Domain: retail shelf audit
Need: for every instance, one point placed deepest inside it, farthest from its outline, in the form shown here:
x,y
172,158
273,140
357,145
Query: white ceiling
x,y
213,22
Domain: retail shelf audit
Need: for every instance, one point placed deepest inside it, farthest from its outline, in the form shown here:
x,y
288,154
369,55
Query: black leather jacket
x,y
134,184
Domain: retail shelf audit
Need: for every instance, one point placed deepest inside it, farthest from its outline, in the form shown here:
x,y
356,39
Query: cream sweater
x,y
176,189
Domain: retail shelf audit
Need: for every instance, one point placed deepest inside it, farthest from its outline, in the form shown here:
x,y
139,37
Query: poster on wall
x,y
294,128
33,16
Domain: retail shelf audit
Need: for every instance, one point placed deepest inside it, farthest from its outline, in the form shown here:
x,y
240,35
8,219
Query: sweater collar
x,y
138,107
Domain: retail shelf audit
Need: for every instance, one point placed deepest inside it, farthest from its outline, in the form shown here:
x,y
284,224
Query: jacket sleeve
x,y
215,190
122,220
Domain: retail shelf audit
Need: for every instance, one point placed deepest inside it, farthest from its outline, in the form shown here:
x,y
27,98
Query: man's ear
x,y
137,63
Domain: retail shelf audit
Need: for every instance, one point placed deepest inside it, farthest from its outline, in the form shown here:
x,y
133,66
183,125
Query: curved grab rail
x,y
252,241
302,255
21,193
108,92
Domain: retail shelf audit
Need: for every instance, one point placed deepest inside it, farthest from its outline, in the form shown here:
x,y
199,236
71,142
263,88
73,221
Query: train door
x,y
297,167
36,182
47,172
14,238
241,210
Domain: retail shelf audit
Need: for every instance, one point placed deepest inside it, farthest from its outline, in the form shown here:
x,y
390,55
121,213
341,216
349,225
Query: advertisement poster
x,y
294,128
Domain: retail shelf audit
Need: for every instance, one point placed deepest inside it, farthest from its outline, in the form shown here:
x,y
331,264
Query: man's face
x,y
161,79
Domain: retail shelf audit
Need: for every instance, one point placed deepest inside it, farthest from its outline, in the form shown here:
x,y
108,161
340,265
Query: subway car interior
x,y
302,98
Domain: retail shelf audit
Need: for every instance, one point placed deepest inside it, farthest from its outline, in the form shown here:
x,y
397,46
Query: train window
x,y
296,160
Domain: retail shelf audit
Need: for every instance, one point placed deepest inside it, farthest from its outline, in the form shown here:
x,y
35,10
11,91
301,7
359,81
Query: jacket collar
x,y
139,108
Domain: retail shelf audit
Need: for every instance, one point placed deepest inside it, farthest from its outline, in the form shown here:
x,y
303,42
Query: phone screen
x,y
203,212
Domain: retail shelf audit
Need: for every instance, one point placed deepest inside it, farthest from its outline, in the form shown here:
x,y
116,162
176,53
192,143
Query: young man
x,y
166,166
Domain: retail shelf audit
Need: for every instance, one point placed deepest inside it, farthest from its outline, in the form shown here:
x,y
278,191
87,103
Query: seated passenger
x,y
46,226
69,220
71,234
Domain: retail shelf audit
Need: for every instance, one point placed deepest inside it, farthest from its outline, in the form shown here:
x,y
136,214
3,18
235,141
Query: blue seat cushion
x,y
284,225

◇ ◇ ◇ ◇ ◇ ◇ ◇

- INSTRUCTION: Return every line of the records that contains the word "poster". Case counts.

- TASK SOLUTION:
Query: poster on wall
Query: advertisement poster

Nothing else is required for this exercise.